----- DATA -----
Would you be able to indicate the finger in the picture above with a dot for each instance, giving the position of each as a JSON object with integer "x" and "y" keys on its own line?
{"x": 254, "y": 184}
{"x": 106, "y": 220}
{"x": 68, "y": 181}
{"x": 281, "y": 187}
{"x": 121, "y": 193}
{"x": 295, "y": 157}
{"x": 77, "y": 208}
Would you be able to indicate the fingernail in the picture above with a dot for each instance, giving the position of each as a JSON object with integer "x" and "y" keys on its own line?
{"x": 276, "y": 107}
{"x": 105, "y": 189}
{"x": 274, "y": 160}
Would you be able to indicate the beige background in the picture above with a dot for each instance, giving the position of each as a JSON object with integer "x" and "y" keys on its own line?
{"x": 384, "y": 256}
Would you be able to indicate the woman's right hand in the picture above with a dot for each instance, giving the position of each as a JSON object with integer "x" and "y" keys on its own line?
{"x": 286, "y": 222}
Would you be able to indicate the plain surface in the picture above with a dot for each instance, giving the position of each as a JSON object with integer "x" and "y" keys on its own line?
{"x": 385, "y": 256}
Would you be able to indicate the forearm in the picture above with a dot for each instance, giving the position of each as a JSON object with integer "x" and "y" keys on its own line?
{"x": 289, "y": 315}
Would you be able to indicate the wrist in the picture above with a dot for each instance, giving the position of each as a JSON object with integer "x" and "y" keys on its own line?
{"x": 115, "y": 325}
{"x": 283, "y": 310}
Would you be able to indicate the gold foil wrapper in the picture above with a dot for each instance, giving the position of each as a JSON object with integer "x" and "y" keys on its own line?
-----
Nothing but the lines from the one containing "Would you be able to indicate the woman's" through the last line of the data above should be given again, each exactly as it stands.

#### RESPONSE AREA
Would you be able to indicate the woman's right hand in the picture above with a dot for each instance, giving the position of each as a JSON object with integer "x" and "y" keys on its own line?
{"x": 286, "y": 222}
Would you be able to indicate the plain surface in the picture above with a dot for each instance, giving the position of each as a JSON object with integer "x" and "y" keys on its own line?
{"x": 385, "y": 256}
Would you be able to indicate the forearm in the picture above with a dot for each instance, giving the position of each as a JSON object with integer "x" and "y" keys on its own line?
{"x": 289, "y": 315}
Would you be able to indicate the wrist in the picture above with a dot for each instance, giving the position of each as a JSON object with integer "x" and "y" keys on its own line?
{"x": 115, "y": 325}
{"x": 283, "y": 310}
Would you be able to indicate the gold foil wrapper in the picture above with a dot for each instance, giving the position of each as a JSON object with integer "x" and "y" keys on its own line?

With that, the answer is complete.